Which lines in the data contain the word "below"? Please copy each of them.

§ Supplied records:
════════════════
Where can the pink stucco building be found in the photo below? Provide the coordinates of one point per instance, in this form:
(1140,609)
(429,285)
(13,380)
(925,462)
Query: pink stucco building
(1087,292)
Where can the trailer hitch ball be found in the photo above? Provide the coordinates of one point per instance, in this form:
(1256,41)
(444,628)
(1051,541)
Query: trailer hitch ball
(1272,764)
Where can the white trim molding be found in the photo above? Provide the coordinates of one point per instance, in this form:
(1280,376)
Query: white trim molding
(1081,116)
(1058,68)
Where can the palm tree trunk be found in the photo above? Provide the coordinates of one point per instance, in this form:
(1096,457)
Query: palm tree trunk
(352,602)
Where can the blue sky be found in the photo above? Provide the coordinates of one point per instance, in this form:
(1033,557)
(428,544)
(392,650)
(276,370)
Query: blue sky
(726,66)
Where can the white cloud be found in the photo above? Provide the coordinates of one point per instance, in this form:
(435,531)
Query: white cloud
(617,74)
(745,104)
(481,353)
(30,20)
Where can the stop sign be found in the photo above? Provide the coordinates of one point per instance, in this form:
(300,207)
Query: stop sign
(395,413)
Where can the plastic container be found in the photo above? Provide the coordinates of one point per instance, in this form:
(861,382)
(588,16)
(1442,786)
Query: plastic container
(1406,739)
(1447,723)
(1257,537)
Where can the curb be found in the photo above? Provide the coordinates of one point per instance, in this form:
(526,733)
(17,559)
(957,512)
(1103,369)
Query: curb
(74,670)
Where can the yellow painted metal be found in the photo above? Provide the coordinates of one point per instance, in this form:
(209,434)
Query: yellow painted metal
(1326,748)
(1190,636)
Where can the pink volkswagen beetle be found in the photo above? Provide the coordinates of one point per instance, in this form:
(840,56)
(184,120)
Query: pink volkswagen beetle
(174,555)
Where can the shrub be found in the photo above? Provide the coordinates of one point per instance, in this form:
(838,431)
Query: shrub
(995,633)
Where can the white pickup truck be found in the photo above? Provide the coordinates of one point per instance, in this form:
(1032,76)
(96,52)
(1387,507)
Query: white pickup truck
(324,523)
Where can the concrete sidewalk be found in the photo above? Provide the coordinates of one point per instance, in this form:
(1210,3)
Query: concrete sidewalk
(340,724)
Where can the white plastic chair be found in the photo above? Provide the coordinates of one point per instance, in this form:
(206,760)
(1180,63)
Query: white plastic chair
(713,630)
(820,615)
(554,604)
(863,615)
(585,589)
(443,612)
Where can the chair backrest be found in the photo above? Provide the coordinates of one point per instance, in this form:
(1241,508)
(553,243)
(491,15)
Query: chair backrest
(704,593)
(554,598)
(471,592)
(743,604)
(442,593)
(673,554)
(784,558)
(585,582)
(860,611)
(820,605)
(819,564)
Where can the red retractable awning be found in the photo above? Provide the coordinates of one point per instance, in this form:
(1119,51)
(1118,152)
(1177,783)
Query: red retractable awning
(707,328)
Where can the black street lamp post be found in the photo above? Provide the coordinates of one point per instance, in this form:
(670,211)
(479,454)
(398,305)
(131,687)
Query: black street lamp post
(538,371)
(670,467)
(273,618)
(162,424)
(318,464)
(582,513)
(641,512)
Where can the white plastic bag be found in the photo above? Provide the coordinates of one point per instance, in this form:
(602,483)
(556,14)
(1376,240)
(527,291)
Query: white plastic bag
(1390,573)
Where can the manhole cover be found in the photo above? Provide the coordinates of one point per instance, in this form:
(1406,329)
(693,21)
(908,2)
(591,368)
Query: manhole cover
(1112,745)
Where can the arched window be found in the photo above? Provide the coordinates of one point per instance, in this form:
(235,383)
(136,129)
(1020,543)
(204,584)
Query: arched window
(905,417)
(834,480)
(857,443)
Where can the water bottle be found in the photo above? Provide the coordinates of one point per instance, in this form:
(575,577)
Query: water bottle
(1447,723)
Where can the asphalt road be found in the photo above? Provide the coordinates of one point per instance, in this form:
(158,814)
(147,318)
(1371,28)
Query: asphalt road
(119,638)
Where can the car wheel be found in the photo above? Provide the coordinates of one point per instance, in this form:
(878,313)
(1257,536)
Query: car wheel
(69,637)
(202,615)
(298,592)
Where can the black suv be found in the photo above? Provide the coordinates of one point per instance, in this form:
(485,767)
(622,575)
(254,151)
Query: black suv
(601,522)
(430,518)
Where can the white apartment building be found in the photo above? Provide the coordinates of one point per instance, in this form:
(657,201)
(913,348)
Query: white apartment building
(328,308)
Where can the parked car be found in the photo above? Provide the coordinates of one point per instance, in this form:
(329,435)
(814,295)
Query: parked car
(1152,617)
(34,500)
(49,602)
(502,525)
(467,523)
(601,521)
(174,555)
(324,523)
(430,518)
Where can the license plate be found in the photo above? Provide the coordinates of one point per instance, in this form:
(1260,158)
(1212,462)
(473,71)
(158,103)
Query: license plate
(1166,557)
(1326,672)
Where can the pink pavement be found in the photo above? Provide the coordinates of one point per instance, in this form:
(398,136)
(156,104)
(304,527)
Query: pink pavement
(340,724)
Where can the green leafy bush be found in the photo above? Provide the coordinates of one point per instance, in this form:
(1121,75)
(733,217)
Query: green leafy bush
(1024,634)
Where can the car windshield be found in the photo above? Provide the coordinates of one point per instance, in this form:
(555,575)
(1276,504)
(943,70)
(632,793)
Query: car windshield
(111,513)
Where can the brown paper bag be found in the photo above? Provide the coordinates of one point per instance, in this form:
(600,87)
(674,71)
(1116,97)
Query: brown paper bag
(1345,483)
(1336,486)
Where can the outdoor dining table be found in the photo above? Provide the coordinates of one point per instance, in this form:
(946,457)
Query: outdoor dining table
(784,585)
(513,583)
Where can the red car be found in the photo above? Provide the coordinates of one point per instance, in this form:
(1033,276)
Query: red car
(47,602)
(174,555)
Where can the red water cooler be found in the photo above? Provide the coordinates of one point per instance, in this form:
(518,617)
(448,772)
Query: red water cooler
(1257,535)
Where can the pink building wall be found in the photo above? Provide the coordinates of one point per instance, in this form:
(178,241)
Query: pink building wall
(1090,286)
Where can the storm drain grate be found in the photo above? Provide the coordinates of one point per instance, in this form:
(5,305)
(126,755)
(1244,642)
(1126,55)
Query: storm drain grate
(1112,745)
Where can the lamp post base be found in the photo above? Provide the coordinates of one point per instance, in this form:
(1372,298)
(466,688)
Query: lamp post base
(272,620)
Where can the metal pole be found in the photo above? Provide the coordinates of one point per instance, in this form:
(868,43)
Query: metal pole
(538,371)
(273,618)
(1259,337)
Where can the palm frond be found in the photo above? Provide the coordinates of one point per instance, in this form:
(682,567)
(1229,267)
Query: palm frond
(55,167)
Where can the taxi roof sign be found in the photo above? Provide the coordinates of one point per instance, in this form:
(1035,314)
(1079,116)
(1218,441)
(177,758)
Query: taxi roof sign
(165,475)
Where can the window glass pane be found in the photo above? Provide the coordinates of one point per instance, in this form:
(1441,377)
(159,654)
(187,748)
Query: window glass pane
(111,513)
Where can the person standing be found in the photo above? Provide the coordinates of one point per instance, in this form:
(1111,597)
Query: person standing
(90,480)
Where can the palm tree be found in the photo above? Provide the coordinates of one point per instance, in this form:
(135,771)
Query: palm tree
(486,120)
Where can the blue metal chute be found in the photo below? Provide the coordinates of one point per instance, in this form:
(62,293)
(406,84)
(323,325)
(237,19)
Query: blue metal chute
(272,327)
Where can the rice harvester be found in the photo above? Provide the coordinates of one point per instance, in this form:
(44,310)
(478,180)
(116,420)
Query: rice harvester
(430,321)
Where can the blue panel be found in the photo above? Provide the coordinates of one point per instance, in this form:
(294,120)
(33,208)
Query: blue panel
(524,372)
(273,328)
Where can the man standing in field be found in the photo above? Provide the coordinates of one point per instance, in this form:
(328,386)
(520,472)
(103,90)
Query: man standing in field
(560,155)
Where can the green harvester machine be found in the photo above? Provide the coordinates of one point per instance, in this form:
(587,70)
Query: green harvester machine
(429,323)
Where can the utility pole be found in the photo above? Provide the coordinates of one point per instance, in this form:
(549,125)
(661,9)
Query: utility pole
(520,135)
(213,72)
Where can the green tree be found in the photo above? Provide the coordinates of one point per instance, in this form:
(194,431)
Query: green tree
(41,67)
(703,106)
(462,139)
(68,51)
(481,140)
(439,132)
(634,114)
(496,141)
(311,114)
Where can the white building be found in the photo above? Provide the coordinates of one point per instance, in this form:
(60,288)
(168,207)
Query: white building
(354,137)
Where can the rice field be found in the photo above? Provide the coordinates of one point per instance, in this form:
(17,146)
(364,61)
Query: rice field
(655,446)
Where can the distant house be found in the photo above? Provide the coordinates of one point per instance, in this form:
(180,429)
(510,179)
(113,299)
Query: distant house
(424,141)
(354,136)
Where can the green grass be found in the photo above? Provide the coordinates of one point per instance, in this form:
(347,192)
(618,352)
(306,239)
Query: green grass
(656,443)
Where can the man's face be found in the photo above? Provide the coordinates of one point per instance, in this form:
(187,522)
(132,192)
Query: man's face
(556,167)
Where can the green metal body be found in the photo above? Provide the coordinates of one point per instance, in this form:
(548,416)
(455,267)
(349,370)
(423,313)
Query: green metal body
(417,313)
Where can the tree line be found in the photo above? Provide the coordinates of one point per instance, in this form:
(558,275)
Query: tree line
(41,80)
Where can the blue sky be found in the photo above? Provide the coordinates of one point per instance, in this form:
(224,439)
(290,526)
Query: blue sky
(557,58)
════════════════
§ Written response:
Where can the pink stucco building be found in the photo below? Provide the coordinates of one point per instance, in this form:
Where can the blue metal chute be found in the photo below? Provide the coordinates of one point per instance, in this form:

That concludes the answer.